Continue the guide to winning over clients and partners, shown below, starting right after its last line.

▸ **EXCERPTED PASSAGE**
= = = = = = =
How to Win Clients and Influence Partners

A Field Guide for the Curious PDTer

It starts with you

 
This article is not for account managers or those who spend 60% of their days facing clients. This article is for those who exist within the Pixel Dreams universe. Those who aim to extend their skill set and potential beyond what their specific discipline requires.

This article is for you, PDTer. You who wants to uphold and honour the PD reputation in every interaction. Be it a partner, a delivery man, a teammate, or a client, the principles below are intended to demystify what it takes to bring the old-school PD mentality into every experience.

This journey began with a question: “What makes a good account manager at PD?”

Answers were offered. Breadcrumbs were laid. A good account manager:

  • Instills trust. 
  • Carries themselves with confidence. 
  • Has a great sense of humour.
  • Leads with gratitude. 

The responses, while all correct, were incomplete. It turns out, we were asking the wrong question.

What makes a good account manager at PD?
Why do people love working with the Pixel Dreams Team across the board?

A multiverse of possibilities opened to us. Below is what lies behind Multiverse One: We put partners first.

While each teammate’s creative output looks different, we aim to keep our partner experience at the same standard across the board – by drawing on old-school hosting traditions. Our actions are led by the notion that interactions, whether in person, over the phone or in video, are spaces we hold open for our partners. It’s our duty to ensure anyone and everyone has an enjoyable and valuable experience from the moment we say hello, to the moment we say our goodbyes.

Below are what our partners have come to expect from PD, including tactics to strengthen your connections, increase potency in your work, and believe it or not, have a lot more fun along the way (especially when our happy partners come back for more).

The goal is to thrill with our skills, both in discipline and hosting. What’s the PD secret sauce that our partners have come to expect? Read on to find out.
 


 

1. As a partner, I want to feel that you care about me, then my business

 
There are many ways to show someone you care about them first and their business second. By showing that you care, you build trust and rapport, and you form stronger relationships. When people like each other, the work is better.

 

People don’t care how much you know until they know how much you care.
 

I. As a PDTer, I lead with curiosity.
= = = = = = =
Items from a labeling collection
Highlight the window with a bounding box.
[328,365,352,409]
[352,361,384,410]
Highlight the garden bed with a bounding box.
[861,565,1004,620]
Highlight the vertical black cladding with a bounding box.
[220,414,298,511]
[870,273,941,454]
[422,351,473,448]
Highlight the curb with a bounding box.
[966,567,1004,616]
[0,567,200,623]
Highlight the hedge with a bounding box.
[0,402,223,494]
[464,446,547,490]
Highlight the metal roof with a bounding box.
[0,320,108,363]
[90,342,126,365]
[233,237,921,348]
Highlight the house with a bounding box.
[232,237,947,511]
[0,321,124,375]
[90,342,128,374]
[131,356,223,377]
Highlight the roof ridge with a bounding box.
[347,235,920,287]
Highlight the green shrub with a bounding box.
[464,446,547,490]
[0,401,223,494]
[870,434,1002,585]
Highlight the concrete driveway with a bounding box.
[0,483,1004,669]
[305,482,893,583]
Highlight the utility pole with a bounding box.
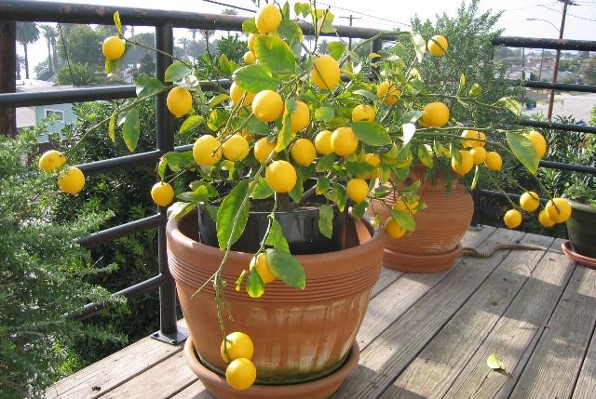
= = = = = = =
▸ **THE RESULT**
In the throes of work, it’s easy to forget that our partners’ requests are a small part of a larger picture. Our clients have their own goals separate from that of the organization. They have their own reasons for being where they are, for working as hard as they do. Do you know these reasons? Do you know what’s at stake for your client if the project succeeds? If it fails?

Be inquisitive, explore the ‘why’ behind their requests. Once you look beyond the ‘client-agency’ relationship into the ‘partners-collaborating’ dynamic, it’s easier to uncover why our collaborations are important to them, and then the business. In knowing the context, you can do better by our partners in everything.
 

🌶 Bite-sized tip 🌶
Holding back because you’re scared of looking stupid? That’s your ego talking. And while sometimes your ego is right, there’s only one way to find out – by asking your question anyway. Prompt our partners further, follow up with another question to continue a particular line of thinking. At worst, your team will jump in to save any social fumble. At best, you’ve woven another thread in the fabric of our relationship because you are leading with curiosity. Congratulations!

 

II. As a PDTer, I can connect on topics outside of work.

 
Everyone has their share of dreams, anxieties, quirks and hangups, no matter their place in life. How quickly can you discover a similarity with a partner? This could be anything from discussing your love of animals to sharing a funny story from your childhood. You might be surprised how much you have in common.

You will spend over a third of your life at work. What an enriching life it could be if you form connections with partners outside of the topic of ‘work’. Yes, we’re here to do our jobs. We’re also here to improve and enrich the lives of our families, partners, and ourselves. That begins with elevating our experiences with one another.
 

🌶 Bite-sized tip 🌶
If you can feel yourself holding back, odds are, other people can feel it too. Share your story or experience and others will follow suit.

 

III. As a PDTer I lead with gratitude.

 
The universe of human relationships is as straightforward as a circle and feels just as holesome when you get it right. Along the way, you’ll earn a lifetime of experiences. Some will be easily learned, most will be a painful process and all of it is necessary in your own growth. You can reduce much of the (unnecessary) pain along the way by leading with one thing: Gratitude.

 

At the heart of every frustration lies a basic structure:
the collision of a wish with an unyielding reality.
 

Gratitude is your greatest ally in times of uncertainty and your greatest partner in times of fortune. Let it be your North star. Your guiding light. And let those with whom you’re interacting feel the depth of our gratitude for their presence in our community. This will stay with them longer than any catchy headline, timeless design or productive project.
 

🌶 Bite-sized tip 🌶
Feeling frustrated is as effective as asking a stop sign to do your taxes. It’s also an indicator that you’ve checked out of Gratitude Hotel. What can you do instead? Shift your focus to this new opportunity to challenge yourself. Gratitude is a learned skill, so get to training!

 


 

2. As a partner, I want to see you as an expert

 
How many experts have you heard proclaim that they are experts? Probably not many. They’re too busy showing you, and themselves, that they’re A Players in whatever they set their mind to. Below are ways you can start acting the part.

I. As a PDTer, I look professional.

 
In many cultures, the care and attention one places on their appearance is reflective of the level of respect they hold for those they interact with. PD is one of those cultures.

 

All it takes is a tenth of a second to make judgments.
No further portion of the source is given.